WHAT YOU HAVE TO DO | Quote the passage on mathematical habits of mind word for word, everything from "But how do students" down to "of minds themselves?".

By Brigitte Lahme, Professor, Sonoma State University
Every university instructor would be thrilled if their students came to their mathematics classes with the ability to make viable arguments and to critique the reasoning of others; if their inclination were
- to persevere through difficult problems,
- to look for and make use of mathematical structures, and
- to strategically use tools in their mathematical toolbox.
But how do students develop these mathematical practices? The foundation is laid during a student’s 13 years of mathematics classes in K-12 – learning from their teachers and engaging in mathematics with their peers. The eight Mathematical Practice Standards that are an integral part of the Common Core State Standards (CCSS) for Mathematics, have elevated the importance and visibility of productive mathematical habits of mind in K-12 education. It is now an expectation and not a bonus. But are teachers equipped to help their students develop the practices until they become habits? Do teachers even have productive mathematical habits of minds themselves?
We actually know quite a bit about pre-service teachers’ habits of mind from research (Karen King: Because I love mathematics, Mathfest 2012, Madison). For example, pre-service teachers who hold mathematics degrees have an inclination to first state rules (Floden & Maniketti, 2005). They are not in the habit to seek meaning, which is such an important mathematical habit of mind. We can think of habits as acquired actions that we have practiced so much, that we eventually do them without thinking. At first, they are deliberately chosen but at some point they become automatic.

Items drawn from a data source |
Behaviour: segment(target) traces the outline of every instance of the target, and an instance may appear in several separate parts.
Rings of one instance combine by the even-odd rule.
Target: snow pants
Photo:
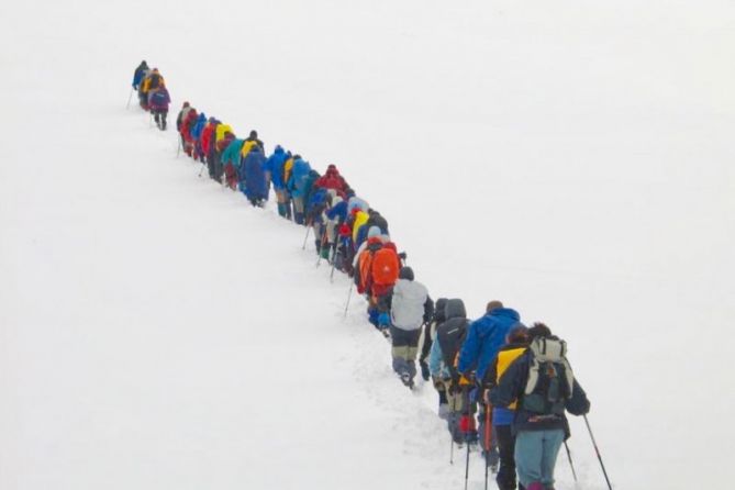
[[[404,372],[413,379],[416,376],[416,355],[419,354],[419,337],[421,330],[401,330],[390,326],[392,344],[393,370],[399,375]]]
[[[515,436],[511,425],[493,425],[493,434],[498,441],[500,469],[495,481],[500,490],[515,490]],[[521,486],[523,490],[523,486]]]
[[[520,431],[515,436],[515,468],[523,487],[531,483],[554,486],[556,457],[564,442],[564,430]]]

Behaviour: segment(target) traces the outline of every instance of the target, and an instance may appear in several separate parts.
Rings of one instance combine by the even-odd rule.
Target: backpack
[[[531,365],[521,408],[539,415],[563,415],[575,382],[566,358],[567,343],[537,337],[528,350]]]
[[[166,93],[160,90],[153,92],[151,94],[151,104],[158,108],[166,105]]]
[[[389,247],[382,247],[372,256],[372,283],[377,286],[393,286],[398,280],[398,272],[401,264],[398,260],[396,250]]]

COMPLETE ANSWER |
But how do students develop these mathematical practices? The foundation is laid during a student’s 13 years of mathematics classes in K-12 – learning from their teachers and engaging in mathematics with their peers. The eight Mathematical Practice Standards that are an integral part of the Common Core State Standards (CCSS) for Mathematics, have elevated the importance and visibility of productive mathematical habits of mind in K-12 education. It is now an expectation and not a bonus. But are teachers equipped to help their students develop the practices until they become habits? Do teachers even have productive mathematical habits of minds themselves?